* ROWS *
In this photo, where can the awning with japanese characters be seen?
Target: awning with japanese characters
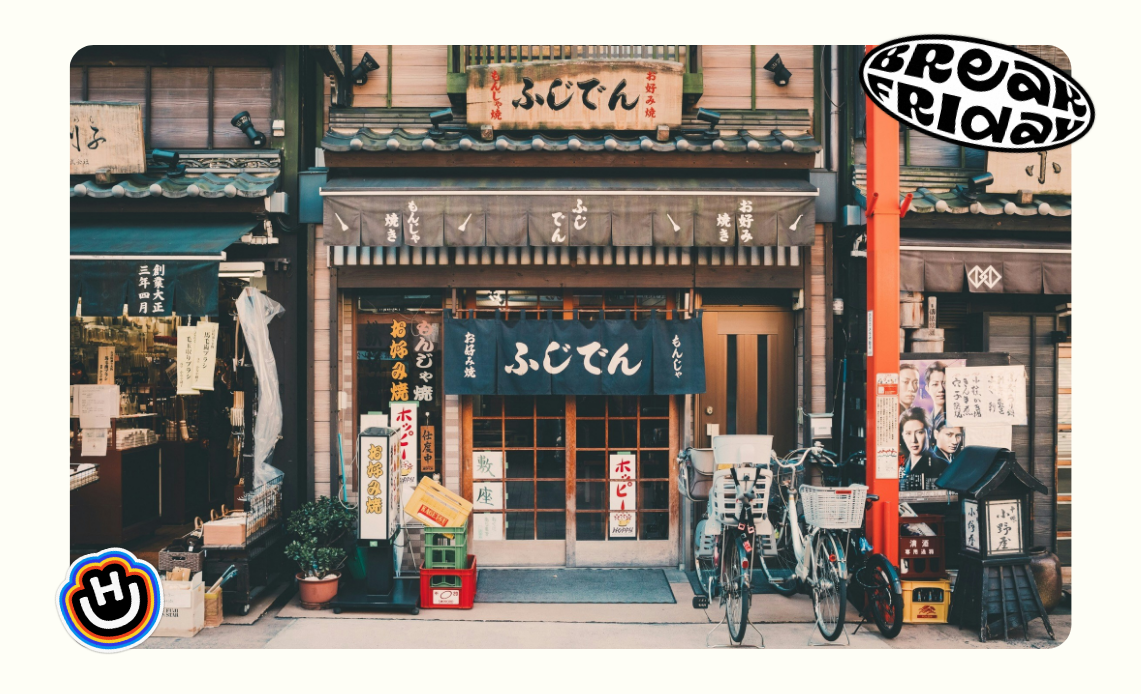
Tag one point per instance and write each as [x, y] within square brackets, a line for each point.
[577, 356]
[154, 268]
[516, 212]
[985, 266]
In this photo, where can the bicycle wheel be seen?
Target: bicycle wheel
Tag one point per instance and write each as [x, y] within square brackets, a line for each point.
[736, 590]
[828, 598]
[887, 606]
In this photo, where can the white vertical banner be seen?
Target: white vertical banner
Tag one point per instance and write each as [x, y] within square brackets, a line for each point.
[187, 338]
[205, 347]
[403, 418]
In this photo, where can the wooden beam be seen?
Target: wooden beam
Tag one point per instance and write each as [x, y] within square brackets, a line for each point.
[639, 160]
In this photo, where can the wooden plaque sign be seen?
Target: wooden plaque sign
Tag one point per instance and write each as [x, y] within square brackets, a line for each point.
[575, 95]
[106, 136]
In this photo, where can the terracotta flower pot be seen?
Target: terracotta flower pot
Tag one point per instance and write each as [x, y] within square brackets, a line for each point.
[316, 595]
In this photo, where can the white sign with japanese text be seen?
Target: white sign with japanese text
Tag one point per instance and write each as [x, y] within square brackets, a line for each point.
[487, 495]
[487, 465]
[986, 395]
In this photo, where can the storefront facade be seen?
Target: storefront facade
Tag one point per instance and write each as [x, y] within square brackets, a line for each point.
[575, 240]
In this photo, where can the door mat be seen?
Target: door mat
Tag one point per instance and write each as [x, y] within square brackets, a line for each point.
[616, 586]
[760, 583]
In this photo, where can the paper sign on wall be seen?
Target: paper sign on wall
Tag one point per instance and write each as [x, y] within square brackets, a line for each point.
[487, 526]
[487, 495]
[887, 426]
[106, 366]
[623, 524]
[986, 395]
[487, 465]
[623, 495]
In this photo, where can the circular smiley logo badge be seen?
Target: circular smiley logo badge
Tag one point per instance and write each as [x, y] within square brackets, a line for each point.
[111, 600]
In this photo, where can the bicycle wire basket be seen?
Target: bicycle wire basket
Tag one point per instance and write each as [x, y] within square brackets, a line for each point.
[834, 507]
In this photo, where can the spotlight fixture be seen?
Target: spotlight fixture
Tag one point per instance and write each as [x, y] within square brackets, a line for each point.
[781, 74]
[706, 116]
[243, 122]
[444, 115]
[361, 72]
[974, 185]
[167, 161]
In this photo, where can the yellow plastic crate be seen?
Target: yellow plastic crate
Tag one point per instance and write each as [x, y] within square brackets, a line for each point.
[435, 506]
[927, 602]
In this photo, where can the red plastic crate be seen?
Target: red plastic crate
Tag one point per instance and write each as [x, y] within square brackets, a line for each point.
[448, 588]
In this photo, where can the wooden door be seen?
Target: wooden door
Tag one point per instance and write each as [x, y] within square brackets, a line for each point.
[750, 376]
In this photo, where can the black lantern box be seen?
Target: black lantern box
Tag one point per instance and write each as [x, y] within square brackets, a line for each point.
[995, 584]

* GIVEN INSTRUCTION *
Copy the lines from the one containing "In this photo, where can the black" through the end of the listing, swapping "lantern box" for "hanging lantern" and keeping everything else the same.

* SOLUTION TO THE PROBLEM *
In this photo, where can the black hanging lantern be seen?
Target: black hanging lantern
Tag one point per instance and write each as [x, y] within square brackets, a line for each point.
[995, 584]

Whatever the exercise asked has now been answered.